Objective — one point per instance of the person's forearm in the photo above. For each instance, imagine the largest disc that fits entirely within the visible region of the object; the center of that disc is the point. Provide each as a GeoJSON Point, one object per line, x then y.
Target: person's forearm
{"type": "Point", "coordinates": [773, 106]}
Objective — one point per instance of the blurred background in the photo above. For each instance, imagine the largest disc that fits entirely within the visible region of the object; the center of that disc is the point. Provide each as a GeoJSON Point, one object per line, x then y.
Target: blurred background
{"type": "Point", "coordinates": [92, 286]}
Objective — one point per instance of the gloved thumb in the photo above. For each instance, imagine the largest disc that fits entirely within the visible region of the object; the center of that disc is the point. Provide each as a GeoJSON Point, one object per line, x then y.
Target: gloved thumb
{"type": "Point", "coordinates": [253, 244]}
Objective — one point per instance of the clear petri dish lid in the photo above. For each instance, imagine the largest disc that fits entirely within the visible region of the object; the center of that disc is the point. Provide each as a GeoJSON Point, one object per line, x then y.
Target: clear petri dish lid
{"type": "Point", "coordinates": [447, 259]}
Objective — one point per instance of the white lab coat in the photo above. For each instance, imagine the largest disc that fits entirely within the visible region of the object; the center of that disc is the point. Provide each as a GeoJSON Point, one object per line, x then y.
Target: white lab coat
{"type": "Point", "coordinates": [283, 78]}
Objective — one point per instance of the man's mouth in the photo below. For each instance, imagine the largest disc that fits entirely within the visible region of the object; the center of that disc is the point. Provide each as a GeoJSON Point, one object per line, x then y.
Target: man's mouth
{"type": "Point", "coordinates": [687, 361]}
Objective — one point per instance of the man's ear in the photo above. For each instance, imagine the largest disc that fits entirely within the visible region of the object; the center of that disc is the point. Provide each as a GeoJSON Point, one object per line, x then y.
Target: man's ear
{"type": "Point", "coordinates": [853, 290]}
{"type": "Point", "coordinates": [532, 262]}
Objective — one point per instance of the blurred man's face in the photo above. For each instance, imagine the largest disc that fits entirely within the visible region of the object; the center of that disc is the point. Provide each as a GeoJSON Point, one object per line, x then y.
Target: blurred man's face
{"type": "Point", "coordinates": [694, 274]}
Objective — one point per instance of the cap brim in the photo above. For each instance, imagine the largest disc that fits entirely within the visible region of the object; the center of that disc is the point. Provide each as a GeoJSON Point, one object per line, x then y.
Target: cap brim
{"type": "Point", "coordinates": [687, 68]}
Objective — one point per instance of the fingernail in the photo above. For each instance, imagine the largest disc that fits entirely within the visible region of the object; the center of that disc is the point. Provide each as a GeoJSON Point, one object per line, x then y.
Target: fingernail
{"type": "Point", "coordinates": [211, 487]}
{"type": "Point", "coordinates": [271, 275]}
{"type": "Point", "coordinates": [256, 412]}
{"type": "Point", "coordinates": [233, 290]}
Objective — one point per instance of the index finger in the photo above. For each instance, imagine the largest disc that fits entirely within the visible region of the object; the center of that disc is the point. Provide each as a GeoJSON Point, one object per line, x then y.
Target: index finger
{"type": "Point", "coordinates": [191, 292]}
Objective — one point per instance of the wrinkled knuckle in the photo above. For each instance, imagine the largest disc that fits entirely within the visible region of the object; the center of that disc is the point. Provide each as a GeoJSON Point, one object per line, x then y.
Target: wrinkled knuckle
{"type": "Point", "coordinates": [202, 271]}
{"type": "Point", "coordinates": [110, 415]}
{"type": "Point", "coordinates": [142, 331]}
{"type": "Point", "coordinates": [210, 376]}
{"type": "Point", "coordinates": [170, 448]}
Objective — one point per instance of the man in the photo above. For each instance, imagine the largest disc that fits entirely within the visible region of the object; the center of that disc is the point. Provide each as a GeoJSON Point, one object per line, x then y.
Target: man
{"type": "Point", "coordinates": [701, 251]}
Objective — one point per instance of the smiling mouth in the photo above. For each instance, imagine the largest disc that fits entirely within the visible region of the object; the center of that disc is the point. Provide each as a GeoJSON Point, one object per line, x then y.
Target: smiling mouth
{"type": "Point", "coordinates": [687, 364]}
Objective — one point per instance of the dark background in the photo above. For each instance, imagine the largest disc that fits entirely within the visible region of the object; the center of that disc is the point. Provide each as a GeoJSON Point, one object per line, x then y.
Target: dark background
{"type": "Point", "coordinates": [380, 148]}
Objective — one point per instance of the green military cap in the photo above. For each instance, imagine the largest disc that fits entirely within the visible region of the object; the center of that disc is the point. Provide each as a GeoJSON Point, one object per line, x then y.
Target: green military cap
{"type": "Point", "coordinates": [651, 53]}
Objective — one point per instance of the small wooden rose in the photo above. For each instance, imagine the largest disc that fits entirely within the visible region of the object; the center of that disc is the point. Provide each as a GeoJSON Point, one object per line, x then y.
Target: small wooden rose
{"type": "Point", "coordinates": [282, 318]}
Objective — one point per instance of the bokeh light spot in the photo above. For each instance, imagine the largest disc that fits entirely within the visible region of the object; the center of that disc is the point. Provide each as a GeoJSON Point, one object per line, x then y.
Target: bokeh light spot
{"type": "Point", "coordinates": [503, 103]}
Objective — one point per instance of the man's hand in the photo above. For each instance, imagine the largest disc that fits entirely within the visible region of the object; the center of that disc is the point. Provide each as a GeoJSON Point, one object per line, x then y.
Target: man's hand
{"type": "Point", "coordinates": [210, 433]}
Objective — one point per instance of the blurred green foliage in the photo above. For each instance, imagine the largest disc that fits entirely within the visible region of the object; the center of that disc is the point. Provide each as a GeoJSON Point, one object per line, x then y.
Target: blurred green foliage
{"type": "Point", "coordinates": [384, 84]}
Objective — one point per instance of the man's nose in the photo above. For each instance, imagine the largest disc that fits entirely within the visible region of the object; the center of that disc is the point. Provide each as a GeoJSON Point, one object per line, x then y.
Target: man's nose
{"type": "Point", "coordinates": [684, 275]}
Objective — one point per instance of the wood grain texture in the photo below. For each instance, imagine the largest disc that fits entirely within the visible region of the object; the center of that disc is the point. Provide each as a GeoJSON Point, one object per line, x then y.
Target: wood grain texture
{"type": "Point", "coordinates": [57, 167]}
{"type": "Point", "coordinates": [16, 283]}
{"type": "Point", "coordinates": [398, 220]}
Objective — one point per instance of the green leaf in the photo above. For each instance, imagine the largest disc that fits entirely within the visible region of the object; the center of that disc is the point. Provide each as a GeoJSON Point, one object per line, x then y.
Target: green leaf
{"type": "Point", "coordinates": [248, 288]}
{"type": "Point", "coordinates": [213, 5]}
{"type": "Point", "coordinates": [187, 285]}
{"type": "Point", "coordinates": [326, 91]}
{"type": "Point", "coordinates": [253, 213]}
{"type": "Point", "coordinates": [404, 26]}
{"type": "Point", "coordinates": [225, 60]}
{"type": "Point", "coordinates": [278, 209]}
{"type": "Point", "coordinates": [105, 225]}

* **The task**
Repeat exactly the lines from the one containing "Objective — one point per instance of the man's nose" through the last line of the records above, both included, and nothing else.

* **Worked answer**
Objective — one point per instance of the man's nose in the photo above. For each instance, imagine the largest disc that fits entirely within the visible region of the object; the center of that disc is the point. Provide each as a GeoJSON Point, one object per line, x then y.
Target: man's nose
{"type": "Point", "coordinates": [684, 275]}
Objective — one point per instance of the wood grain texture in the photo below. For each instance, imagine the largest disc that fits entirely within the visible region of the object; the center of that disc is the point. Provide each as a GeoJSON Point, one object per line, x then y.
Target: wood grain texture
{"type": "Point", "coordinates": [57, 167]}
{"type": "Point", "coordinates": [16, 283]}
{"type": "Point", "coordinates": [398, 220]}
Objective — one point per instance of the green leaf in the photo above. For each instance, imagine the largest disc that fits entirely within the visible region of the object; the center of that disc is the point. Provide each as a GeoJSON Point, one object per line, x then y.
Target: green leaf
{"type": "Point", "coordinates": [248, 288]}
{"type": "Point", "coordinates": [213, 5]}
{"type": "Point", "coordinates": [187, 285]}
{"type": "Point", "coordinates": [326, 91]}
{"type": "Point", "coordinates": [253, 213]}
{"type": "Point", "coordinates": [404, 26]}
{"type": "Point", "coordinates": [225, 60]}
{"type": "Point", "coordinates": [278, 209]}
{"type": "Point", "coordinates": [105, 225]}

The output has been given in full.